Output as a JSON list of strings, one string per line, the lines in the records below from the line containing "For every instance of the concrete" through the last line of the records, both included, with blank lines omitted.

Pointing records
= = = = =

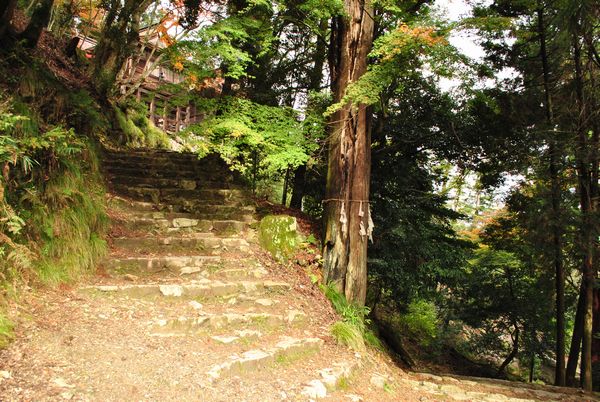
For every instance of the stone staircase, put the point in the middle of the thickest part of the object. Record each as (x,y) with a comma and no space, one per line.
(187,307)
(182,245)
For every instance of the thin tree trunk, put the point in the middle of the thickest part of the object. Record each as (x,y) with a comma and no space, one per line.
(7,9)
(39,21)
(559,374)
(531,367)
(347,195)
(298,188)
(286,181)
(513,353)
(316,76)
(587,233)
(575,348)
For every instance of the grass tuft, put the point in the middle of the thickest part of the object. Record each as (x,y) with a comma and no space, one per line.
(348,334)
(6,330)
(352,330)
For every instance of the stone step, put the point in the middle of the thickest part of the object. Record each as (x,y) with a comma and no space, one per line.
(183,225)
(180,219)
(204,322)
(172,173)
(286,349)
(192,290)
(332,378)
(240,334)
(161,182)
(130,205)
(159,156)
(162,245)
(159,263)
(181,196)
(223,269)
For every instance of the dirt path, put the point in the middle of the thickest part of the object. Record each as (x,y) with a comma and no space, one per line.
(188,308)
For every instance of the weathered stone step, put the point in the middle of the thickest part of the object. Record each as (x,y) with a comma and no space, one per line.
(286,349)
(159,263)
(218,270)
(161,182)
(194,325)
(163,245)
(171,173)
(331,378)
(156,155)
(197,207)
(194,289)
(486,389)
(181,196)
(183,219)
(184,225)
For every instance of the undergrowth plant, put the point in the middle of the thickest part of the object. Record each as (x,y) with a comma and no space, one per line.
(52,213)
(352,330)
(139,131)
(259,141)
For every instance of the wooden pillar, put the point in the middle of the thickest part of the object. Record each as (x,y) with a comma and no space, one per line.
(177,119)
(152,111)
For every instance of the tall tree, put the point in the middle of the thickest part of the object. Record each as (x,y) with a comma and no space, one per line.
(554,155)
(346,212)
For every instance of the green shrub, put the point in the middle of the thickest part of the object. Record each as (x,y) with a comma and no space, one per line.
(421,321)
(6,330)
(353,329)
(139,131)
(53,217)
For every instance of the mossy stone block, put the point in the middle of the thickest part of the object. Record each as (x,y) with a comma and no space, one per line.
(278,235)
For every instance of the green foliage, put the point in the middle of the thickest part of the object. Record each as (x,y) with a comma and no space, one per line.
(353,329)
(52,212)
(421,321)
(259,141)
(139,131)
(6,330)
(401,49)
(278,234)
(347,334)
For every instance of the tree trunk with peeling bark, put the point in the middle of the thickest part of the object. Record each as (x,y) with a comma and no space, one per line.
(348,176)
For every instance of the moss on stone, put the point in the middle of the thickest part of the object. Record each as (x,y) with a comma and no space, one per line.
(278,235)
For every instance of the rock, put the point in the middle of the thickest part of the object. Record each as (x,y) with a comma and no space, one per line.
(184,222)
(295,315)
(454,392)
(187,184)
(195,305)
(225,339)
(264,302)
(129,277)
(315,389)
(189,270)
(171,290)
(377,381)
(62,383)
(278,235)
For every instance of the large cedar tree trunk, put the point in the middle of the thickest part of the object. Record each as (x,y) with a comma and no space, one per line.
(346,205)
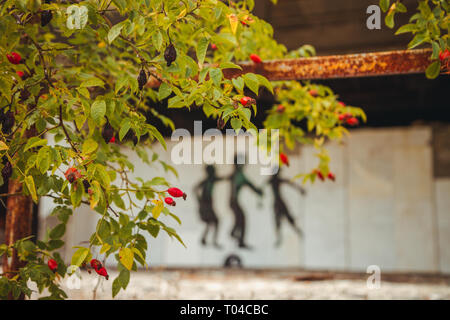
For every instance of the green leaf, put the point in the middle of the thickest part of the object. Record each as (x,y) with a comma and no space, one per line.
(252,82)
(238,84)
(417,40)
(35,142)
(389,19)
(236,124)
(124,278)
(229,65)
(92,82)
(164,91)
(116,287)
(384,5)
(29,181)
(98,110)
(124,127)
(89,146)
(433,70)
(202,47)
(126,256)
(102,174)
(216,76)
(76,193)
(114,32)
(406,28)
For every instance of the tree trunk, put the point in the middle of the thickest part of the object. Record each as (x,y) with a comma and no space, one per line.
(19,219)
(19,216)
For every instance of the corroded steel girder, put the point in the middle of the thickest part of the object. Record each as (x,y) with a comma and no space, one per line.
(338,66)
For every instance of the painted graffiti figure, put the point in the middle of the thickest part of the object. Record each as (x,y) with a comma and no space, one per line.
(280,209)
(239,180)
(204,192)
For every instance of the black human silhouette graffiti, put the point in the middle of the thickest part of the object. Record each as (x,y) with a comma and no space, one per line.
(280,209)
(204,192)
(239,180)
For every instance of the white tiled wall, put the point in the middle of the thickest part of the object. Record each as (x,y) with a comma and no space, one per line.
(384,209)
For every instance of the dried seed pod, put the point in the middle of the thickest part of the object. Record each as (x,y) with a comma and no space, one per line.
(24,94)
(46,17)
(86,186)
(170,55)
(220,123)
(7,171)
(7,121)
(142,79)
(107,132)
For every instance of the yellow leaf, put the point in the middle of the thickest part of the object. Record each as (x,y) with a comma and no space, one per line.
(126,256)
(3,146)
(233,22)
(159,206)
(182,14)
(105,248)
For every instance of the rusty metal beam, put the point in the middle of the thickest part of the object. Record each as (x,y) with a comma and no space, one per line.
(339,66)
(332,67)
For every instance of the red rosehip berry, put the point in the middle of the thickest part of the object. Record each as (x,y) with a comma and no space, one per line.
(352,121)
(284,159)
(345,116)
(319,175)
(444,54)
(52,264)
(331,176)
(245,100)
(107,132)
(176,193)
(280,108)
(72,174)
(170,55)
(14,58)
(313,92)
(170,201)
(96,264)
(7,171)
(255,58)
(102,271)
(142,79)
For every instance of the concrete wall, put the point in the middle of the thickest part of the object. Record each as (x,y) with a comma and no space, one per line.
(384,209)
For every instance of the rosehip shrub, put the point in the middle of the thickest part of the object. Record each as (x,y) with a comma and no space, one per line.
(75,106)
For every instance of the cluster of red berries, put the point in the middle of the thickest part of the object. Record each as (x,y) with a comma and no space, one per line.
(255,58)
(176,193)
(247,101)
(444,55)
(347,117)
(330,175)
(99,268)
(52,264)
(284,159)
(14,58)
(72,174)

= = = = =

> FINISHED ANSWER
[
  "For every instance of the concrete wall, put the point in the middle of the thickest part of the object. Record each as (x,y) with a comma and no space, one per line.",
  "(384,209)",
  "For every instance of the rosehip shrub, put the point in the middle of the thickest part of the object. Record each as (x,y) with a comma and no space, one per line.",
  "(75,106)",
  "For every instance of the cluster of red berries, put the point in the middle of the thickest part of the object. Record each as (x,y) with a comma and no space, one per line.",
  "(255,58)",
  "(176,193)",
  "(247,101)",
  "(444,55)",
  "(347,117)",
  "(330,175)",
  "(99,268)",
  "(52,264)",
  "(284,159)",
  "(14,58)",
  "(72,174)"
]